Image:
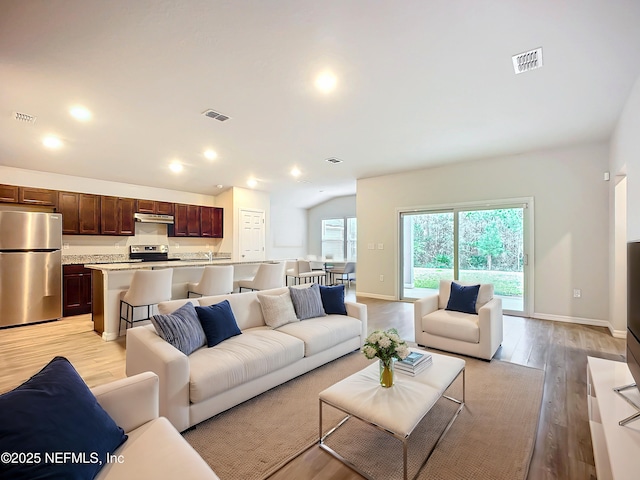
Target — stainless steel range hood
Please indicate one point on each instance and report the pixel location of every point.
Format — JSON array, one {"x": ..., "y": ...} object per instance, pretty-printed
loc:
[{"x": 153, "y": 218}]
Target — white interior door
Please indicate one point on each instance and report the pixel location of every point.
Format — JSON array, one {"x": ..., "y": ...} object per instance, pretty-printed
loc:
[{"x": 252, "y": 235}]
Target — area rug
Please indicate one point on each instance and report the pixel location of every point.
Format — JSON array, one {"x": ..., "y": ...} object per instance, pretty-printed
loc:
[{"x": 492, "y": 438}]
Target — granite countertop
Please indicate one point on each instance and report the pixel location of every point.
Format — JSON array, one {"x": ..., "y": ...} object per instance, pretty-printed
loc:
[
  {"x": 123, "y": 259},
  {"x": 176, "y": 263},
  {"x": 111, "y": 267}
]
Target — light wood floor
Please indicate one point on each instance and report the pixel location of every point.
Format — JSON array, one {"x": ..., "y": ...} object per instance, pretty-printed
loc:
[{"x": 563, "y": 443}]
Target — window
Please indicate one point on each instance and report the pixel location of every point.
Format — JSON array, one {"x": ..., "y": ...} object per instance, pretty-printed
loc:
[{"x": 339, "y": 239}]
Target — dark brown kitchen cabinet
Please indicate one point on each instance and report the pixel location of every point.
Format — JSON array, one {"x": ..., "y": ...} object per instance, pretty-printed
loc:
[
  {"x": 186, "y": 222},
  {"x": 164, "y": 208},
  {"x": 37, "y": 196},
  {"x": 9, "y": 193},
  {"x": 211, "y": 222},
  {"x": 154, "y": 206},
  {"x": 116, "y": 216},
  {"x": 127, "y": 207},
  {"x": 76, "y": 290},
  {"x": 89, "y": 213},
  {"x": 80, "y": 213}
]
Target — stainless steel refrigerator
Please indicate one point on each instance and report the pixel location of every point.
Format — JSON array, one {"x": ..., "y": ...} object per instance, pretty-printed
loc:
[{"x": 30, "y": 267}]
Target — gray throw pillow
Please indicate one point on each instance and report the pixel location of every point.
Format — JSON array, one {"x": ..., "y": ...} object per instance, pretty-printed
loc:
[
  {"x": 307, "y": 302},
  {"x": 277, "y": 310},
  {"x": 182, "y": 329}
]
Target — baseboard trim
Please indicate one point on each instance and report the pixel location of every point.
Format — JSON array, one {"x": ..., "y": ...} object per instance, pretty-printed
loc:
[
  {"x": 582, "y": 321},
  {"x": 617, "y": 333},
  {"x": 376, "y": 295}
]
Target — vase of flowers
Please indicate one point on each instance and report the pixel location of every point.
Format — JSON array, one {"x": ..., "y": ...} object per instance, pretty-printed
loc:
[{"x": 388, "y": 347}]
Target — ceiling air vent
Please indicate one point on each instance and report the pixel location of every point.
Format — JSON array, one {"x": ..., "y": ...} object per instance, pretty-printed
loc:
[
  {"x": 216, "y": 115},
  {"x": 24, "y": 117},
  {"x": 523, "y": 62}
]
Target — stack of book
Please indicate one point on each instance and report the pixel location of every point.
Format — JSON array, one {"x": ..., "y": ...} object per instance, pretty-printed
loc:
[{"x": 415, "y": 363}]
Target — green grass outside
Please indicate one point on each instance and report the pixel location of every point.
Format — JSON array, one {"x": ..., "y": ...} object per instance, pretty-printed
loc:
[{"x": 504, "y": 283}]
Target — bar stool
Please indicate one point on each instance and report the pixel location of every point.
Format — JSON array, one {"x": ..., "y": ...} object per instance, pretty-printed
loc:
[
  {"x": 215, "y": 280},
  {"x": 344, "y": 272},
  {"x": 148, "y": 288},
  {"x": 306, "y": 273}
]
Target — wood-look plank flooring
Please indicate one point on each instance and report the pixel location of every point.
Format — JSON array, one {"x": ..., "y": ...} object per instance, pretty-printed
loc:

> [Brief] Omit the pictures, then output every record exactly as given.

> [Result of the task]
Image:
Target — stainless steel range hood
Please indicate one point on each instance and report the pixel location of every point.
Format — JSON array, one {"x": ..., "y": ...} object per instance, pretty-printed
loc:
[{"x": 153, "y": 218}]
Target — white interior door
Please indicate one point on each instance and report the pixel location of every point.
Format — JSON array, one {"x": ..., "y": ...} object per instance, pretty-printed
loc:
[{"x": 252, "y": 235}]
Target — area rug
Please indicate one point on each instance and report the pixel location of every point.
Format — JSON array, one {"x": ..., "y": ...} object per instance, pretty-printed
loc:
[{"x": 492, "y": 438}]
Target — granite countertop
Please indicate one point on each instance and report the pixel location of every point.
Format — JSON array, one {"x": ..., "y": ...} object per instance, pretty-printed
loc:
[
  {"x": 123, "y": 259},
  {"x": 176, "y": 263},
  {"x": 111, "y": 267}
]
Target — light wood floor
Please indicate one point on each instance and report the pixel location of every point.
Format — JSON array, one {"x": ..., "y": ...} object per instance, pretty-printed
loc:
[{"x": 563, "y": 443}]
Target — window
Please indicate one point on each instance and report the pixel location of every point.
Format — JSON array, one {"x": ..., "y": ...} object per instance, pretty-printed
loc:
[{"x": 339, "y": 239}]
Target — dark brown kitchen cabinet
Please indicate one point on each instance and report the pixel location of every point.
Format — JSON array, one {"x": ..., "y": ...} object per instance, pretty-printed
loc:
[
  {"x": 186, "y": 222},
  {"x": 164, "y": 208},
  {"x": 37, "y": 196},
  {"x": 9, "y": 193},
  {"x": 211, "y": 222},
  {"x": 154, "y": 206},
  {"x": 116, "y": 216},
  {"x": 127, "y": 207},
  {"x": 76, "y": 290},
  {"x": 89, "y": 213},
  {"x": 80, "y": 213}
]
Target — stainless steel refrigerator
Please indicate one point on each instance and report the pixel location of every point.
Format — JSON array, one {"x": ..., "y": ...} object per instance, pretty-printed
loc:
[{"x": 30, "y": 267}]
Target — gray throw pillow
Please indicate one point on each instance and report the pixel location of every point.
Format — JSON array, one {"x": ..., "y": ...} object per instance, pretty-printed
loc:
[
  {"x": 307, "y": 302},
  {"x": 277, "y": 310},
  {"x": 182, "y": 329}
]
Target — baseboard trim
Please indicate one point on each instance and report the pixel location of every point.
Format — JSON array, one {"x": ..., "y": ...} object per instance, pretty-printed
loc:
[
  {"x": 582, "y": 321},
  {"x": 617, "y": 333},
  {"x": 376, "y": 295}
]
Target — vase of flowers
Please indicate one point on each instance and report the pixel location of every point.
Format — JSON array, one {"x": ..., "y": ...} object per instance, pretty-printed
loc:
[{"x": 388, "y": 347}]
Target — ceiling air vent
Please indicate one point on each instance and report the pixel location of every point.
Format — JSON array, one {"x": ..., "y": ...} object per instance, pretty-printed
loc:
[
  {"x": 216, "y": 115},
  {"x": 24, "y": 117},
  {"x": 523, "y": 62}
]
Target — stack of book
Please indicate one point on each instance and report the pixel location of every point.
Format — JSON array, one {"x": ..., "y": ...} object per instance, pretty-printed
loc:
[{"x": 415, "y": 363}]
Target — green grass outside
Please indicate one point on each instance and report the pixel location of every point.
Format — JSON array, one {"x": ..., "y": ...} object per instance, pretty-printed
loc:
[{"x": 504, "y": 283}]
Target — bar stool
Please indicate one point on each instance and report the pixel location of every point.
Format — JSON array, one {"x": ..., "y": ...} object per instance, pretty-printed
loc:
[
  {"x": 215, "y": 280},
  {"x": 344, "y": 272},
  {"x": 148, "y": 288},
  {"x": 306, "y": 273}
]
Target — wood-look plank flooring
Please indicate one point on each instance and report the pixel location of every point.
Format — JSON array, one {"x": ..., "y": ...} object per instance, pretty-printed
loc:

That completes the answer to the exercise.